Work instructions. Arrange the rows below into a numbered list, omitting any blank lines.

Records provided.
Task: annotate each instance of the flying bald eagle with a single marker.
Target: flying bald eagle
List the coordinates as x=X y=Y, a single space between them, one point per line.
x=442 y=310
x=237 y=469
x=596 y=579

Correct answer.
1. Task: annotate each instance of the flying bald eagle with a single marker.
2. Target: flying bald eagle
3. List the coordinates as x=X y=Y, a single space between them, one point per line.
4. x=442 y=310
5. x=237 y=469
6. x=596 y=579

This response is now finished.